■ **OBJECTIVE**: Copy each of the following entries line for line, with no changes to any wording or number.
------
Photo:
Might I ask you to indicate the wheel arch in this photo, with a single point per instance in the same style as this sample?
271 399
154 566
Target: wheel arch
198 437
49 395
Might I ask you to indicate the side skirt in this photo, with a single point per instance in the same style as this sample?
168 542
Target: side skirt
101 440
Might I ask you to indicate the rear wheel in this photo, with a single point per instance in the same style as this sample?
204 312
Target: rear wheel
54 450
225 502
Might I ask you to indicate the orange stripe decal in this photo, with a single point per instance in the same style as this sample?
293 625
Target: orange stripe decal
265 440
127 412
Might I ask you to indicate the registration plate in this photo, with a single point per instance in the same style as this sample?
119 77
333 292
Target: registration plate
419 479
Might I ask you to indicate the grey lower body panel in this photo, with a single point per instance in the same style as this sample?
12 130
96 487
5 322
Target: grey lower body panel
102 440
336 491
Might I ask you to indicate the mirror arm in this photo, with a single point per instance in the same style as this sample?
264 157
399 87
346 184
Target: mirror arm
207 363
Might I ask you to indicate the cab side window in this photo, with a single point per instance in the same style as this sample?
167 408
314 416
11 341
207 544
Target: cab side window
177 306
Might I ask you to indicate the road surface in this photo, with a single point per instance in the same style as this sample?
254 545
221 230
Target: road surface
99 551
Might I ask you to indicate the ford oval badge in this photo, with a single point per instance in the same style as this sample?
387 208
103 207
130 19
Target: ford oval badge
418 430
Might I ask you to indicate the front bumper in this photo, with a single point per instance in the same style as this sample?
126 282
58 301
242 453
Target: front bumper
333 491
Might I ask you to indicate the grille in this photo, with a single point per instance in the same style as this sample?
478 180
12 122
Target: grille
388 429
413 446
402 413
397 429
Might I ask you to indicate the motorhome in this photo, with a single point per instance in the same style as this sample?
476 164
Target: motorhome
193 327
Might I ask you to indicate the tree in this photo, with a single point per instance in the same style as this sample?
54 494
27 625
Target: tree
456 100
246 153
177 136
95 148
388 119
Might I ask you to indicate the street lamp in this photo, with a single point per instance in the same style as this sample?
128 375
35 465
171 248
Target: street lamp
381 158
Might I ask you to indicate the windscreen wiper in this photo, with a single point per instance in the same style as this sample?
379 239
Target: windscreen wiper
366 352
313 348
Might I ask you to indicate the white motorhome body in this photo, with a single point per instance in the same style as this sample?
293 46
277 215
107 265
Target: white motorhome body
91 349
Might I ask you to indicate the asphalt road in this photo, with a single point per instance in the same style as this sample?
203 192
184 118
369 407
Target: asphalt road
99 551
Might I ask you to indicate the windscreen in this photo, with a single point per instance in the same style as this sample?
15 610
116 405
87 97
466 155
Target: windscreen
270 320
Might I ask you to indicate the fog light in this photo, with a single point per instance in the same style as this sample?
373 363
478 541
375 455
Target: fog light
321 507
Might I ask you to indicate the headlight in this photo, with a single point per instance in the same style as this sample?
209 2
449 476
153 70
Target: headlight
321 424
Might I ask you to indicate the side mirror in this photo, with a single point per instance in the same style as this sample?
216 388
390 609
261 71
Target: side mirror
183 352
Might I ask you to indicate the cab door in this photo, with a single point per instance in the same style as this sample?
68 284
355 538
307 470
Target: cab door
------
■ **THE RESULT**:
Photo:
Might I ask you to indicate the wheel arch in this photo, with a single point per instance in the same style as this sample?
271 399
154 566
Target: wheel arch
198 437
49 395
Might I ask you to indicate the side skirt in this photo, with a single point per instance in the same style as this sample?
168 542
Target: side skirt
101 440
Might I ask you to indicate the rear wheel in this photo, with a single point per instance in the same style as this sample?
204 312
Target: rear wheel
54 450
225 502
Might I ask you to indicate the orange stripe decal in this photo, with a single point per instance in the same style as this sample?
293 625
Target: orange stripe decal
265 440
127 412
Might I ask you to indicate the registration plate in this photo, with a single point per instance in the same style as this sample?
119 77
333 292
Target: registration plate
419 479
Might I ask you to indicate the grey lower body panel in this photo, with a single point per instance in the same style as this sample?
12 130
96 487
5 322
Target: grey lower body panel
102 440
336 491
Might I ask you to indicate the mirror arm in this photo, with a single point per instance in the same style as this sample?
264 157
399 87
346 184
Target: mirror arm
207 363
Might I ask you to indicate the cab side window in this photo, with a single point per instance in the same style as this sample?
167 408
314 416
11 341
207 544
Target: cab side window
177 306
Might I ask you to indicate the road surface in this photo, with a single point per instance in the same style as this sample?
254 545
221 230
Target: road surface
99 551
Might I ask you to indicate the ford oval badge in this photo, with a single point per instance in the same style as this sample?
387 208
103 207
130 19
Target: ford oval badge
418 430
Might I ask you to indicate the front bumper in this photo, with a single point per instance in the same style as this sample?
126 282
58 301
242 453
Target: front bumper
333 491
Might I ask you to indicate the grille in this photo, with a single point per instance in the same style as this sample?
478 180
12 122
Target: grille
388 429
413 446
402 413
397 429
Might I ask you to indicate the motorhome in this photo, with a single point per instance in the same style as this sample?
476 164
Target: motorhome
193 327
Might I ask you to indicate the tree in this photo, with a single point per instance in the same style as this sample?
54 494
27 625
Target: tree
456 100
246 153
177 136
95 148
388 119
Might I ask you to indicate the street lamp in this photo, with a single point per instance in the same style as this sample?
128 375
35 465
171 248
Target: street lamp
381 158
Might I ask you to indicate the windscreen wiper in this photo, with a single point per instance in the same style as this sample?
379 239
Target: windscreen wiper
366 352
313 348
Might I ask you to indicate the white motorhome body in this photo, with a single point per instance in the same style as this sample?
293 46
277 215
107 265
Target: white motorhome body
91 349
Might I ask you to indicate the asphalt road in this photo, with a single point per instance in the same style as this sample?
203 192
184 118
369 407
Target: asphalt road
99 551
Might I ask you to indicate the windscreen in this photo, with a single point per instance in the same style as this sample?
15 610
116 405
87 97
466 155
Target: windscreen
270 320
Might I ask you to indicate the fog light in this photo, with a single point per instance in the same style as this sample?
373 363
478 541
375 455
Target: fog light
321 507
Might I ask you to indicate the headlight in this photo, with a single point per instance in the same style as this sample?
209 2
449 476
153 70
Target: headlight
321 424
Might I ask you to indicate the side mirror in this photo, with a single point per instance in the same style as this sample?
216 388
390 609
261 71
Target: side mirror
183 352
Might I ask you to indicate the cab door in this photo, with a single point per instance in the same style as this sample?
68 284
355 538
307 470
Target: cab door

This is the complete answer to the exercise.